The request
Reproduce each of the entries below verbatim, omitting the pictures.

Material provided
* begin *
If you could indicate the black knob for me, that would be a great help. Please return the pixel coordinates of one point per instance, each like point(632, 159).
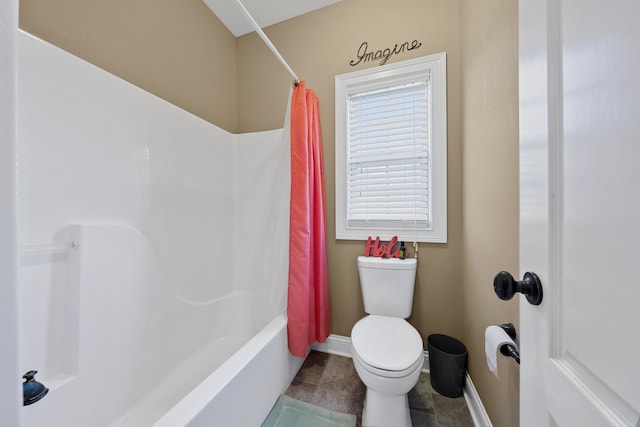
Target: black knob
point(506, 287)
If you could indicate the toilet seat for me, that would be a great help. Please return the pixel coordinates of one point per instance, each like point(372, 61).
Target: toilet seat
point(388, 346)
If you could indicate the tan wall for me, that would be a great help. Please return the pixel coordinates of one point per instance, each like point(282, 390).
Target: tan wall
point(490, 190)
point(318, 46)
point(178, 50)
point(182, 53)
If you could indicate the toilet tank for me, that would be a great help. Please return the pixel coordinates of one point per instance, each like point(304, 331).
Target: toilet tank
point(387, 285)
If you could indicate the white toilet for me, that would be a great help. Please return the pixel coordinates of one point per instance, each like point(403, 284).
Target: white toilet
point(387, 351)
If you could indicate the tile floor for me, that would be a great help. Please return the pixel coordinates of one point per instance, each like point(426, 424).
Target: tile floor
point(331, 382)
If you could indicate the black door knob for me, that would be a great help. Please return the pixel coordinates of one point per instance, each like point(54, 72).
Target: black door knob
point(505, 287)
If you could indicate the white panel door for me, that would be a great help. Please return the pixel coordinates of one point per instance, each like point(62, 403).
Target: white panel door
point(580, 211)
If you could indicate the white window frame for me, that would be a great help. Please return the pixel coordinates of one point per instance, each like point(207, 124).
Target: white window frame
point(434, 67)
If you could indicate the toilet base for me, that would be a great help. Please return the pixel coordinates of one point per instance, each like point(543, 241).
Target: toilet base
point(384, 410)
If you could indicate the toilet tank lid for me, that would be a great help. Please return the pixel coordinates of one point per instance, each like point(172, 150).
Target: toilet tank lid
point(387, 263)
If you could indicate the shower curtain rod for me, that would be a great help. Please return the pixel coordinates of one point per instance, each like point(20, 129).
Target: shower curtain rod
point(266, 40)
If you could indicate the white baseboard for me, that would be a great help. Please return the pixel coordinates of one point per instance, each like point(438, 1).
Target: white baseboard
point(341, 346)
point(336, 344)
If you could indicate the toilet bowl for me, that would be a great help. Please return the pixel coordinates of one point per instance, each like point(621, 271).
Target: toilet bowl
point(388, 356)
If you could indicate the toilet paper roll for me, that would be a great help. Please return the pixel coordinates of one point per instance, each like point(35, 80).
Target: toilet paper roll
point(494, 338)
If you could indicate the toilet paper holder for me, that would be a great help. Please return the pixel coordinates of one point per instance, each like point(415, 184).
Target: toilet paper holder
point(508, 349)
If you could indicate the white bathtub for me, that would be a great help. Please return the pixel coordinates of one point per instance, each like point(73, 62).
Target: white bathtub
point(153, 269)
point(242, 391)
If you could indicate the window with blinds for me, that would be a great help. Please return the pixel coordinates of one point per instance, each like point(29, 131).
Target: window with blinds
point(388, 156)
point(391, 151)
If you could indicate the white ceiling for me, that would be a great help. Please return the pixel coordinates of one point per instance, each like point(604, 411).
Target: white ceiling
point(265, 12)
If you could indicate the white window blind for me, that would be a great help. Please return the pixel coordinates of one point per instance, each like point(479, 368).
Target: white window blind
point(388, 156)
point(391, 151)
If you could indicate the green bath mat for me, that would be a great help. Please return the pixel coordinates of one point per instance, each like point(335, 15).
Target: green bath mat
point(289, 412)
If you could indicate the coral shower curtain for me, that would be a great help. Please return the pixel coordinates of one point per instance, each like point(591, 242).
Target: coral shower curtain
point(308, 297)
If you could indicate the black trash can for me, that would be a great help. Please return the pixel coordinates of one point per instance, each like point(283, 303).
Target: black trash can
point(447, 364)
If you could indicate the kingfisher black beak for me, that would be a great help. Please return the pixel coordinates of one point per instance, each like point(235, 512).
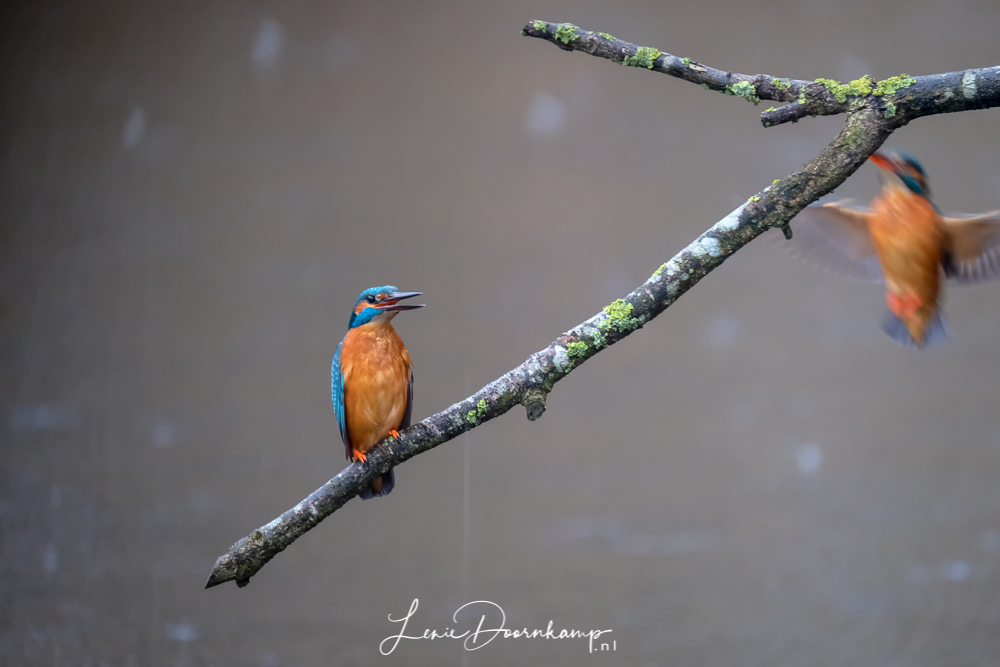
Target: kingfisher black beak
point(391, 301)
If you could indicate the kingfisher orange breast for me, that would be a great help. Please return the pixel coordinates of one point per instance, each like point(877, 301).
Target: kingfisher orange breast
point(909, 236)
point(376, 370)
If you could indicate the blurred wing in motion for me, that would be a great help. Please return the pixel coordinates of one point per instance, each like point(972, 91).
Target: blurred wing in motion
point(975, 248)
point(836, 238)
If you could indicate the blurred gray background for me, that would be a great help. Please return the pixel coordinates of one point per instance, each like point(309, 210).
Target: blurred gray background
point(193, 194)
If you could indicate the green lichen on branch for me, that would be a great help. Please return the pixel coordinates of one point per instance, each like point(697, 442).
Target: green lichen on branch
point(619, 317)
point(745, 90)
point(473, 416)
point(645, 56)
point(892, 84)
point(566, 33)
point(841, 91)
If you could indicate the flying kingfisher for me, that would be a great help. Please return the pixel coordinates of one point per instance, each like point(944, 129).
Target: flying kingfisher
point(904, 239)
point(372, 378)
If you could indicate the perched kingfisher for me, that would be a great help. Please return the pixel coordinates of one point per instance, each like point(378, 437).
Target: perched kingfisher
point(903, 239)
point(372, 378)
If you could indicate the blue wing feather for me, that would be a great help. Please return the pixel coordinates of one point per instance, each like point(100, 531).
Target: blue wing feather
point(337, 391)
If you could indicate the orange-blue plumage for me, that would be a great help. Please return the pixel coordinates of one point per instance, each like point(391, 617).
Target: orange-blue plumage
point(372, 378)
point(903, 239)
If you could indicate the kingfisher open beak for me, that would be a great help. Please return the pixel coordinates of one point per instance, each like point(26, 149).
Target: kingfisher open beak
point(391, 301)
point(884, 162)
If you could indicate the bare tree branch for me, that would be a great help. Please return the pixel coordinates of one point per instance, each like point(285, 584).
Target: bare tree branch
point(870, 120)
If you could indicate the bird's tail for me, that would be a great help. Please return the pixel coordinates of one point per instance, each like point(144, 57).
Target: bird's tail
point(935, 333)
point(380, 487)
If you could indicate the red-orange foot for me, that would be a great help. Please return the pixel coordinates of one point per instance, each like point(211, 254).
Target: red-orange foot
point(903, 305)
* end *
Output of the exercise
If you could indicate the black knob for me, that would be a great help. Please return the pixel coordinates of one point per instance, each like point(632, 159).
Target: black knob
point(506, 287)
If you could indicate the toilet seat for me, that would be a great help. Please return the pixel coordinates of one point per instance, each like point(372, 61).
Target: toilet seat
point(388, 346)
If you could indicate the tan wall for me, that would be a great help. Please return the pixel coordinates of one point per instance, each like point(282, 390).
Target: tan wall
point(490, 190)
point(318, 46)
point(178, 50)
point(182, 53)
If you could indicate the toilet tank for me, that would be a great help. Please return the pixel coordinates of one point per instance, each like point(304, 331).
Target: toilet tank
point(387, 285)
If you could indicate the white toilet for me, that would be a great help. Please return the pixel coordinates of one point per instance, each like point(403, 284).
Target: white toilet
point(387, 351)
If you could indicate the tile floor for me, that would be a great help. Please return the pixel coordinates of one point per instance, each like point(426, 424).
Target: tile floor
point(331, 382)
If you could indicate the black door knob for me, that would be a great help. Please return the pixel coordinates of one point per instance, each like point(54, 72).
Target: black door knob
point(505, 287)
If you could indicate the white panel door for me, that would be a great help. Please return the pixel coordinates of one point per instance, each like point(62, 403).
Target: white panel door
point(580, 211)
If you could indicate the white window frame for me, that would be a great help. Please return the pixel coordinates of one point per instance, each like point(207, 124).
Target: white window frame
point(434, 67)
If you could indicate the toilet base for me, that would be a great help. Please return the pixel coordinates of one point per instance, each like point(543, 241).
Target: toilet base
point(384, 410)
If you could indicate the toilet tank lid for me, that would be a great help. Please return the pixel coordinates of one point per instance, each like point(172, 150).
Target: toilet tank lid
point(387, 263)
If you could indicate the shower curtain rod for me, that would be a great help. Please return the pixel coordinates of one point per instance, each like point(20, 129).
Target: shower curtain rod
point(266, 40)
If you could indicate the white baseboard for me, that would be a great help. Please return the pixel coordinates of one point per instance, each like point(438, 1).
Target: white baseboard
point(341, 346)
point(336, 344)
If you could indicate the toilet bowl for me, that would be a great help. Please return the pixel coordinates of one point per instance, each like point(621, 271).
Target: toilet bowl
point(388, 356)
If you could indicate the toilet paper roll for me, that would be a great help. Please return the pixel coordinates of one point per instance, each like point(35, 80).
Target: toilet paper roll
point(494, 338)
If you could indicate the toilet paper holder for me, that would be a great help. Please return the pixel coordinates of one point per instance, each like point(415, 184).
Target: toilet paper holder
point(508, 349)
If you could indicate the white bathtub for me, that would be a great help. Please return the pixel coordinates of one point per instance, each like point(73, 62).
Target: white bathtub
point(153, 269)
point(242, 391)
If you could indicate the window with blinds for me, that would be a great help. Please return the pixel coordinates of one point per instance, each like point(29, 131).
Target: window with blinds
point(388, 156)
point(391, 151)
If you could indicate the white ceiling for me, that would be a great help. Please return the pixel coordinates of one point per instance, each like point(604, 411).
Target: white ceiling
point(265, 12)
If you could indicate the white window blind for me, that would be a great help. Please return the pixel coordinates of one point per instance, each like point(479, 368).
Target: white window blind
point(388, 156)
point(391, 151)
If you could indicate the green bath mat for me, that would be a great help. Please return the pixel coordinates of one point per instance, each like point(335, 15).
Target: green bath mat
point(289, 412)
If you could indicate the coral shower curtain for me, that would be a great help. Please return the pixel coordinates of one point per instance, each like point(591, 242).
Target: coral shower curtain
point(308, 297)
If you could indicate the black trash can for me, that would be a great help. Please return the pixel coordinates of one point per instance, each like point(283, 303).
Target: black trash can
point(447, 364)
If you could indicate the kingfisher black beak for me, that would be a great help. Please return the pixel coordinates of one point per instance, each like point(235, 512).
Target: kingfisher black beak
point(391, 301)
If you could indicate the kingfisher orange breast for me, that would be a great help. Please return the pixel coordinates of one point per instance, each like point(877, 301).
Target: kingfisher orange breast
point(909, 236)
point(376, 370)
If you could indicate the blurred wing in motion for me, that would be a great help. Please return the pixel coordinates of one point per instance, each like point(972, 91).
Target: blurred wing in motion
point(975, 248)
point(836, 238)
If you could indicate the blurred gray background for me, that would be a great help. Please return the pixel coordinates of one point per instance, each like point(309, 210).
Target: blurred gray background
point(193, 194)
If you could indicate the green lichen on branch for me, that would be a great help. Please return the pixel coordinates of one point per instance, each like point(697, 442).
Target: green lichen on branch
point(619, 317)
point(745, 90)
point(473, 416)
point(645, 56)
point(892, 84)
point(566, 33)
point(841, 91)
If you could indicate the flying kingfisher for me, that would be a great help. Please return the pixel coordinates of one point per instance, each like point(944, 129).
Target: flying kingfisher
point(904, 239)
point(372, 378)
If you could indicate the perched kingfisher for me, that would be a great help. Please return the pixel coordinates of one point per instance, each like point(378, 437).
Target: perched kingfisher
point(903, 239)
point(372, 378)
If you could indicate the blue wing feather for me, that would be a great help. Please return the pixel coordinates of one point per instance, each like point(100, 531).
Target: blue wing feather
point(337, 391)
If you could indicate the orange-blue plumage for me, that would be a great help. Please return the pixel coordinates of one point per instance, each like point(391, 617).
Target: orange-blue plumage
point(372, 378)
point(903, 239)
If you could indicate the kingfisher open beak for me, that would be a great help. Please return the pixel coordinates of one point per instance, each like point(26, 149).
Target: kingfisher open beak
point(391, 301)
point(884, 162)
If you could indicate the bare tree branch for me, that would be a great help. Please return the pixel coordinates of one point per instance, each like point(285, 584).
Target: bare tree branch
point(870, 120)
If you could indicate the bird's tail for me, that would be a great help. Please return the pixel coordinates of one point per instance, each like point(144, 57).
Target: bird's tail
point(935, 333)
point(380, 487)
If you could indicate the red-orange foot for me, that would be a great help. Please return the pixel coordinates of one point per instance, each like point(211, 254).
Target: red-orange foot
point(903, 305)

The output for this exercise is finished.